▶ [Passage shown]:
↓

It was all her doing. She had cried wolf, and the wolf had come.
It's July 1940, and 11-year-old Lydia has just run away from life as a child evacuee in Wales. She arrives in her English village, gas mask in tow, only to find it abandoned. Her family's house is shuttered and empty, the windows covered by black-out blinds - but Lydia settles in, determined to wait there until they return.
Late that night he comes: a wounded soldier, gun in hand, heralding a full-blown German invasion. There are, the man explains, certain rules that Lydia must now follow. He says he won't hurt Lydia, but she cannot leave the house.
As the unlikely pair coexists in the claustrophobic confines of the house, each becomes dependent on the other for survival. But when Lydia tries to uncover what brought the soldier to her door, she realizes that he knows more than he should about her family - and that he's plotting something for them both.
Eerie, gripping, and piercingly sad, The Dynamite Room brings a strikingly original and contemporary resonance to the great tradition of war classics. It shrinks the global theater of history's most devastating war to a game of cat and mouse played out in a single house - resulting in a moving portrait of war and how it affects soldiers and citizens alike.

↑

▶ [Short exercise 1]: Transcribe the passage of the book description between "Late that night" and "and citizens alike.", inclusive.
▶ [Short exercise 2]: Reproduce every one of the dataset records below word for word, leaving nothing out.

Dataset records:
↓

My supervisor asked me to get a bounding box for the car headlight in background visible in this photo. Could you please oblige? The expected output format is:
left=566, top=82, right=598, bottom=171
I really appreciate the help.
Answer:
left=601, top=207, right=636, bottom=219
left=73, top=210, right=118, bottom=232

↑

▶ [Reply 1]:
Late that night he comes: a wounded soldier, gun in hand, heralding a full-blown German invasion. There are, the man explains, certain rules that Lydia must now follow. He says he won't hurt Lydia, but she cannot leave the house.
As the unlikely pair coexists in the claustrophobic confines of the house, each becomes dependent on the other for survival. But when Lydia tries to uncover what brought the soldier to her door, she realizes that he knows more than he should about her family - and that he's plotting something for them both.
Eerie, gripping, and piercingly sad, The Dynamite Room brings a strikingly original and contemporary resonance to the great tradition of war classics. It shrinks the global theater of history's most devastating war to a game of cat and mouse played out in a single house - resulting in a moving portrait of war and how it affects soldiers and citizens alike.

▶ [Reply 2]:
My supervisor asked me to get a bounding box for the car headlight in background visible in this photo. Could you please oblige? The expected output format is:
left=566, top=82, right=598, bottom=171
I really appreciate the help.
Answer:
left=601, top=207, right=636, bottom=219
left=73, top=210, right=118, bottom=232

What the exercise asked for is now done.